Les Grands Dossiers de Diplomatie
FOCUS L’enjeu monétaire : comment le dollar américain domine-t-il le commerce mondial ?
Selon les résultats de l’enquête triennale 2016 de la Banque des règlements internationaux (BRI), le dollar américain était utilisé dans 88 % des transactions commerciales mondiales, écrasant les autres monnaies. Pourtant, la place du dollar ne cesse d’être questionnée. On a suggéré à de maintes reprises la fin de cette hégémonie, comme lors de l’entrée en vigueur de la monnaie unique européenne par exemple. Or, force est de constater que, malgré cela, le dollar demeure la monnaie de référence du commerce mondial.
L’hégémonie américaine, héritage de la Seconde Guerre mondiale
Avant la Seconde Guerre mondiale, la livre britannique et le dollar américain étaient les deux principales monnaies du commerce international. Dans les années 1930, les gouvernements de Londres et Washington utilisaient d’ailleurs l’arme monétaire, en dévaluant leurs monnaies respectives afin d’encourager leurs exportations respectives. Or, cette guerre monétaire généra une instabilité mondiale qui fut considérée comme l’une des causes de la Seconde Guerre mondiale.

== Items d'un jeu d'annotation par points ==
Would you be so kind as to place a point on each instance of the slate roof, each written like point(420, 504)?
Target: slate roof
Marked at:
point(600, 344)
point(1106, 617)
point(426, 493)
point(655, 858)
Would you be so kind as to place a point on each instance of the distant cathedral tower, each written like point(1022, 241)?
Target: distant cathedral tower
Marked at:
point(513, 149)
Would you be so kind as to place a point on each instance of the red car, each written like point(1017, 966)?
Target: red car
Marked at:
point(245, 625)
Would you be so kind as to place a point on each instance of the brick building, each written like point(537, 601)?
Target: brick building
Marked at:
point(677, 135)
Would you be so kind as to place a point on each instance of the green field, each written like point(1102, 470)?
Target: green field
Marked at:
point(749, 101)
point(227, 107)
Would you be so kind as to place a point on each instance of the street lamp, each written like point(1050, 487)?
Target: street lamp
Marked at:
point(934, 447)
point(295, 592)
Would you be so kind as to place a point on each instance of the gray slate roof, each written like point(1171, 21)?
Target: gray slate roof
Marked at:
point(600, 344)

== Consignes ==
1. Répondez à ces questions sur le texte consacré à la domination du dollar :
(a) D'après l'enquête triennale 2016 de la BRI, dans quelle part des transactions commerciales mondiales le dollar américain était-il utilisé ?
(b) Quelles étaient les deux principales monnaies du commerce international avant la Seconde Guerre mondiale ?
(c) Dans les années 1930, quel moyen les gouvernements de Londres et Washington employaient-ils pour encourager leurs exportations ?
2. Reproduisez tel quel le passage du texte consacré à la domination du dollar qui va de « L’hégémonie américaine, héritage » à « Seconde Guerre mondiale. ».

== Corrigé ==
1.
(a) Dans 88 % des transactions commerciales mondiales.
(b) La livre britannique et le dollar américain.
(c) Ils dévaluaient leurs monnaies respectives.

2.
L’hégémonie américaine, héritage de la Seconde Guerre mondiale
Avant la Seconde Guerre mondiale, la livre britannique et le dollar américain étaient les deux principales monnaies du commerce international. Dans les années 1930, les gouvernements de Londres et Washington utilisaient d’ailleurs l’arme monétaire, en dévaluant leurs monnaies respectives afin d’encourager leurs exportations respectives. Or, cette guerre monétaire généra une instabilité mondiale qui fut considérée comme l’une des causes de la Seconde Guerre mondiale.